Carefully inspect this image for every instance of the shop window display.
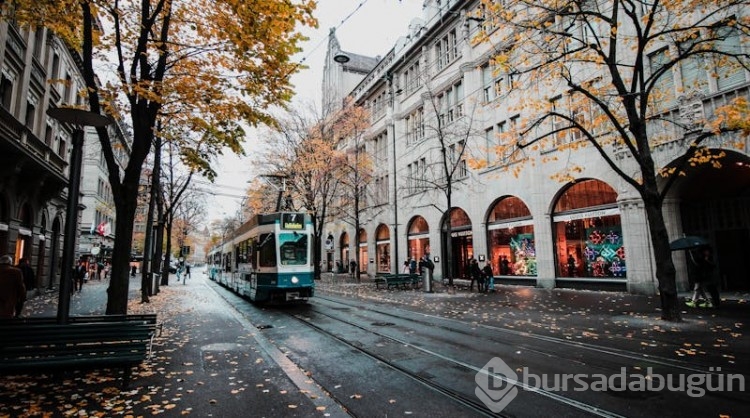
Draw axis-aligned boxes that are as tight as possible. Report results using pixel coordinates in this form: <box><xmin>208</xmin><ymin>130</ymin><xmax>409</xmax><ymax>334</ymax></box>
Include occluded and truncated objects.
<box><xmin>375</xmin><ymin>225</ymin><xmax>391</xmax><ymax>273</ymax></box>
<box><xmin>553</xmin><ymin>180</ymin><xmax>627</xmax><ymax>279</ymax></box>
<box><xmin>487</xmin><ymin>196</ymin><xmax>537</xmax><ymax>276</ymax></box>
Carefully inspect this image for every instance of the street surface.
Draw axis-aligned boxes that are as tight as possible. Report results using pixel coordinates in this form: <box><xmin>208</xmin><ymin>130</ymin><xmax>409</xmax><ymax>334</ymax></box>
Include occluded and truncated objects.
<box><xmin>0</xmin><ymin>269</ymin><xmax>750</xmax><ymax>417</ymax></box>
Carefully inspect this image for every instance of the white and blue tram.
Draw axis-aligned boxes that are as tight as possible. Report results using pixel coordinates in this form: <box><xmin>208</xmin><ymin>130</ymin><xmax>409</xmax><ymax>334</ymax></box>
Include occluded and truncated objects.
<box><xmin>208</xmin><ymin>212</ymin><xmax>315</xmax><ymax>302</ymax></box>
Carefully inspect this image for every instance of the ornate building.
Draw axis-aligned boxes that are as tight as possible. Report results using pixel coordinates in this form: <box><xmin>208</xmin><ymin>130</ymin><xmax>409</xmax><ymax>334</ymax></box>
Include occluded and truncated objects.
<box><xmin>0</xmin><ymin>20</ymin><xmax>91</xmax><ymax>287</ymax></box>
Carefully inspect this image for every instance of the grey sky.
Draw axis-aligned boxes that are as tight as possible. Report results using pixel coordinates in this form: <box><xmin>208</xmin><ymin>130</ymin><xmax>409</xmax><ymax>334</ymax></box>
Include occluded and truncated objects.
<box><xmin>209</xmin><ymin>0</ymin><xmax>422</xmax><ymax>220</ymax></box>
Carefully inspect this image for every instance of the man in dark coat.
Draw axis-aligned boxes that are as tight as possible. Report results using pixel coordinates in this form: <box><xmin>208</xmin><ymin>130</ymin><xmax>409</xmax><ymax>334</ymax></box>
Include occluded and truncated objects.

What to produce: Copy the records above word for word, leaving out the picture.

Exercise response:
Carefully inspect this image for every instance of the shop window display.
Draw axis-aligned boxes that are as tight as possible. Report results using pixel coordinates in this form: <box><xmin>208</xmin><ymin>130</ymin><xmax>409</xmax><ymax>334</ymax></box>
Include occluded and truncated objects.
<box><xmin>375</xmin><ymin>225</ymin><xmax>391</xmax><ymax>273</ymax></box>
<box><xmin>553</xmin><ymin>180</ymin><xmax>627</xmax><ymax>279</ymax></box>
<box><xmin>487</xmin><ymin>196</ymin><xmax>537</xmax><ymax>276</ymax></box>
Carefully inspect this image for every instance of the street surface.
Draw axis-aligned boxes that are as tight as possible. Report results using pixel coordinates in this form: <box><xmin>208</xmin><ymin>130</ymin><xmax>409</xmax><ymax>334</ymax></box>
Include occluded and truncated objects.
<box><xmin>0</xmin><ymin>269</ymin><xmax>750</xmax><ymax>417</ymax></box>
Carefully inspect this image for every instance of the white and blue tram.
Draw axis-aligned boxes that are as tight as possible. Report results using pixel coordinates in this form: <box><xmin>208</xmin><ymin>130</ymin><xmax>409</xmax><ymax>334</ymax></box>
Include occluded and truncated objects.
<box><xmin>208</xmin><ymin>212</ymin><xmax>315</xmax><ymax>302</ymax></box>
Carefully inspect this image for every instance of the ornate building.
Draw axis-aligned boxes that are as tight as possible. Report results using pixel coordinates in this form: <box><xmin>208</xmin><ymin>130</ymin><xmax>409</xmax><ymax>334</ymax></box>
Include occluded and truncated objects.
<box><xmin>0</xmin><ymin>20</ymin><xmax>91</xmax><ymax>287</ymax></box>
Carefully inspect this image for every instance of the grey sky.
Draw axis-aligned boxes that are as tight as possible. Report results using pixel coordinates in this form: <box><xmin>208</xmin><ymin>130</ymin><xmax>409</xmax><ymax>334</ymax></box>
Include occluded and truncated objects.
<box><xmin>209</xmin><ymin>0</ymin><xmax>422</xmax><ymax>220</ymax></box>
Carefully inspect this image for every instance of the man in dark coat.
Draw axis-aligned boxes that are as tight as possible. Report results using pixel coordinates in this form: <box><xmin>208</xmin><ymin>130</ymin><xmax>409</xmax><ymax>334</ymax></box>
Include occluded and truncated objects.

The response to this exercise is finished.